- _AIM OF THE TASK_
Could you extract, word for word, the lines of the records between the line holding "Where can the hairy" and the end of the records, inclusive, leaving the pictures out of your answer?

>> Start EXERCISE INPUT

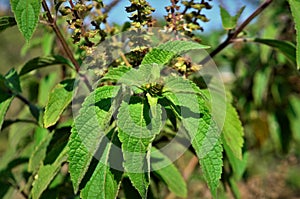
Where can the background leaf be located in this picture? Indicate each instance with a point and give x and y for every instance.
(295, 6)
(27, 15)
(40, 62)
(288, 49)
(59, 99)
(229, 22)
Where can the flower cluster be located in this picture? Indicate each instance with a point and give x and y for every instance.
(186, 20)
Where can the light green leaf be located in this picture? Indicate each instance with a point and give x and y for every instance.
(295, 7)
(164, 53)
(203, 131)
(167, 171)
(46, 174)
(288, 49)
(137, 130)
(59, 99)
(233, 131)
(45, 87)
(88, 130)
(27, 15)
(229, 22)
(39, 153)
(115, 74)
(6, 22)
(238, 165)
(13, 81)
(105, 181)
(40, 62)
(5, 101)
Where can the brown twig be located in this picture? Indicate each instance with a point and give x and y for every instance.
(233, 35)
(64, 44)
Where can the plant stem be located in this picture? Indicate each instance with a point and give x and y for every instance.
(64, 44)
(233, 35)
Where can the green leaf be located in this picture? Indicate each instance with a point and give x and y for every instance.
(229, 22)
(13, 81)
(105, 181)
(238, 165)
(46, 174)
(167, 171)
(164, 53)
(233, 131)
(295, 6)
(39, 153)
(59, 99)
(137, 130)
(40, 62)
(288, 49)
(203, 131)
(88, 130)
(27, 15)
(5, 101)
(6, 22)
(115, 74)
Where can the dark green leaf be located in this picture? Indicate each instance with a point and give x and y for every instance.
(295, 7)
(229, 22)
(288, 49)
(40, 62)
(27, 15)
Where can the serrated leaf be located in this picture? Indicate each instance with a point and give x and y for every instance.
(27, 15)
(88, 130)
(40, 62)
(13, 81)
(288, 49)
(233, 131)
(238, 165)
(164, 53)
(39, 153)
(229, 22)
(137, 129)
(59, 99)
(6, 22)
(115, 74)
(203, 131)
(46, 174)
(167, 171)
(105, 181)
(5, 101)
(295, 6)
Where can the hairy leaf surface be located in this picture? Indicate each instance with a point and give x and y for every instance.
(59, 99)
(88, 130)
(167, 171)
(137, 129)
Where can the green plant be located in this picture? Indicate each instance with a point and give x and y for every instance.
(98, 129)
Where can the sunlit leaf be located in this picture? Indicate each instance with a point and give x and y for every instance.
(59, 99)
(6, 22)
(88, 130)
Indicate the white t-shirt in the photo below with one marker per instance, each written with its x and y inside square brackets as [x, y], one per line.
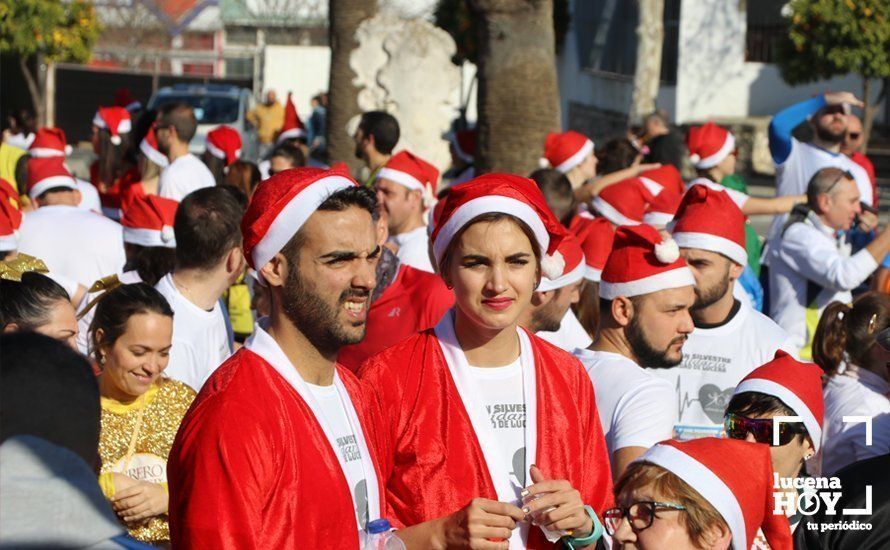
[331, 404]
[855, 392]
[636, 407]
[414, 249]
[89, 196]
[501, 392]
[184, 175]
[76, 243]
[793, 175]
[200, 338]
[715, 360]
[570, 336]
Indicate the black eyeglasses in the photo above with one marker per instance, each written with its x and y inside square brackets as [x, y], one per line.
[639, 514]
[738, 427]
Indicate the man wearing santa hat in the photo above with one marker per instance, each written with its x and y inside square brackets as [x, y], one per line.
[406, 188]
[730, 338]
[646, 290]
[275, 451]
[175, 128]
[79, 244]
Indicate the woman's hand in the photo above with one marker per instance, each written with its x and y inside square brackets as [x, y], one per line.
[558, 507]
[140, 502]
[482, 524]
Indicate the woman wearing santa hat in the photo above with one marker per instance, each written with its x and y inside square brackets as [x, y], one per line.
[494, 436]
[706, 493]
[783, 387]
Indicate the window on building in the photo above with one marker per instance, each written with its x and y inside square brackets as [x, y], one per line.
[766, 26]
[607, 41]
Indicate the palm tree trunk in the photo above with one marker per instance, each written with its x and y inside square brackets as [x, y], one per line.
[518, 100]
[345, 18]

>> End EXERCISE INPUT

- _FULL RESPONSE_
Where can the hairy leaf surface be located in this picture? Indicate each instance with a point and give x and y for every instance.
(59, 99)
(88, 130)
(167, 171)
(137, 129)
Where can the green plant be located in this picture? Indicate each instance with a point and give x and y for every instance.
(98, 129)
Where can the sunlit leaf be located in this picture? Indicate each instance with a point and give x and y for every instance.
(59, 99)
(6, 22)
(88, 130)
Indicate the white t-shirt in the photo below with one marker per instance, each written with its x and y inside square brackets as [x, y], one per line.
[331, 404]
[855, 392]
[636, 407]
[414, 249]
[89, 196]
[501, 392]
[184, 175]
[76, 243]
[793, 175]
[200, 338]
[715, 360]
[570, 336]
Indicate the black eyeglasses in the photo above with one marker per instance, each written with its x and y inside square brackets as [x, y], one per line.
[639, 514]
[738, 427]
Indicate the man wearing santa hat in the photo above with one marker per instance, each written with its x and y inside square brackets as [x, y], one per line.
[406, 188]
[730, 338]
[646, 290]
[275, 451]
[175, 128]
[79, 244]
Indicate the woman's hand in the photo above with one marker per instance, each written with its x and y inside square brackets as [x, y], one per line.
[558, 507]
[140, 502]
[482, 524]
Indicate the woman wearing santa hat in the photo above with one marker per instance, each written with its x and y inside square brackets as [x, y], one per line.
[494, 436]
[706, 493]
[783, 387]
Indicate the window on building in the photo above with one marker per instance, each written with its x and y inside square brackets as [x, y], one per line.
[766, 26]
[607, 41]
Indicate the palm tree trunk in the photo above with one marker per instance, each written with its x and y inside square brackets as [x, y], one per line.
[518, 100]
[345, 18]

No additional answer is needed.